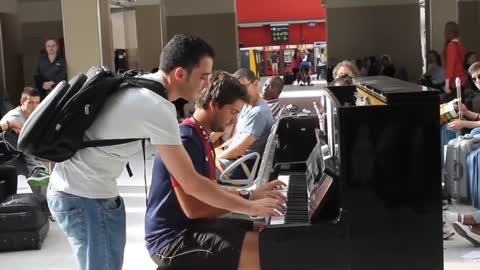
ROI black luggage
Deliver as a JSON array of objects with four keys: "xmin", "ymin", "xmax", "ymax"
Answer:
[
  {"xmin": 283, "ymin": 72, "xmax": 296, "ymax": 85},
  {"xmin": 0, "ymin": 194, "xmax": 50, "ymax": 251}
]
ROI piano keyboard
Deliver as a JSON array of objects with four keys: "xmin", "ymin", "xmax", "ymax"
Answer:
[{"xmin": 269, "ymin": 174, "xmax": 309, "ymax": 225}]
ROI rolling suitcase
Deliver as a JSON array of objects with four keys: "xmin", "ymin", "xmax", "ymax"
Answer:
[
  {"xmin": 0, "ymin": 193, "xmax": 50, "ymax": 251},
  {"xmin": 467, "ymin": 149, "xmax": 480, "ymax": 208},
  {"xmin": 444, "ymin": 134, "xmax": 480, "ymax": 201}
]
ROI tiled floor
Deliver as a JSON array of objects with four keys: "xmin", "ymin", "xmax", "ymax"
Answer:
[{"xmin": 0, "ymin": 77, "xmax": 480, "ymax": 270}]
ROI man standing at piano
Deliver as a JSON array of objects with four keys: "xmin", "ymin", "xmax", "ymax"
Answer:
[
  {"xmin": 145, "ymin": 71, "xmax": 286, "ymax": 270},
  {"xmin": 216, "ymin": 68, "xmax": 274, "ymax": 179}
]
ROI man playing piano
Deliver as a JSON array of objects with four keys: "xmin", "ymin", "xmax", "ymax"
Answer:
■ ■ ■ ■ ■
Reproduce the stretch from the line containing "ROI tiled floor" through the end of the records, renaming "piano" to "keyboard" and leaving every other part untouched.

ROI tiled floor
Deliver as a JSON array of objects with four keys: "xmin", "ymin", "xmax", "ymax"
Answer:
[{"xmin": 0, "ymin": 77, "xmax": 480, "ymax": 270}]
ROI man standing at keyboard
Deliver as a JSON array of objects with four keys: "xmin", "ymin", "xmax", "ymax"
Answer:
[
  {"xmin": 145, "ymin": 71, "xmax": 286, "ymax": 270},
  {"xmin": 216, "ymin": 68, "xmax": 274, "ymax": 179}
]
ROI man playing keyboard
Deliver as a JSON array of objects with four keys: "xmin", "ymin", "xmax", "ymax"
Answer:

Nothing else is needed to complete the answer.